Opdracht:
Typ alle onderstaande records letterlijk over en laat de afbeeldingen daarbij weg.

Gegevens:
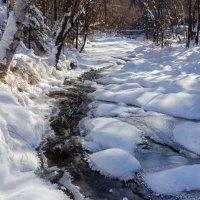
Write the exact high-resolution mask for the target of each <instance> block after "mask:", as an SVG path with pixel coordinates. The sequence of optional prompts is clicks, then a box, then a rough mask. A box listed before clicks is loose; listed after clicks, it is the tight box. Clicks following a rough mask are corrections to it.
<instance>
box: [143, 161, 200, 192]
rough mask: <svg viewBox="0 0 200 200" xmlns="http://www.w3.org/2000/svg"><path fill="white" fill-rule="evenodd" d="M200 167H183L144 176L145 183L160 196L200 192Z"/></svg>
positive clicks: (185, 166) (198, 166)
mask: <svg viewBox="0 0 200 200" xmlns="http://www.w3.org/2000/svg"><path fill="white" fill-rule="evenodd" d="M199 171H200V165H188V166H181V167H177V168H173V169H169V170H165V171H161V172H155V173H151V174H147V175H145V176H144V180H145V182H146V183H147V184H148V185H149V187H150V188H151V189H152V190H153V191H154V192H156V193H158V194H165V195H170V194H171V195H174V194H178V193H180V192H183V191H191V190H200V173H199Z"/></svg>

Uitwerking:
Write the exact high-resolution mask for the target of each <instance> block after "mask:", as an SVG path with pixel coordinates. The sequence of optional prompts is clicks, then a box, then a rough mask. A box listed before clicks is loose; listed after clicks, it is the tight box. Clicks following a rough mask are corrections to it.
<instance>
box: [143, 161, 200, 192]
rough mask: <svg viewBox="0 0 200 200" xmlns="http://www.w3.org/2000/svg"><path fill="white" fill-rule="evenodd" d="M200 167H183L144 176L145 183L160 196L200 192Z"/></svg>
positive clicks: (185, 166) (198, 166)
mask: <svg viewBox="0 0 200 200" xmlns="http://www.w3.org/2000/svg"><path fill="white" fill-rule="evenodd" d="M199 171H200V165H188V166H181V167H177V168H173V169H169V170H165V171H161V172H155V173H151V174H147V175H145V176H144V180H145V182H146V183H147V184H148V185H149V187H150V188H151V189H152V190H153V191H154V192H156V193H158V194H165V195H170V194H171V195H174V194H178V193H180V192H183V191H191V190H200V173H199Z"/></svg>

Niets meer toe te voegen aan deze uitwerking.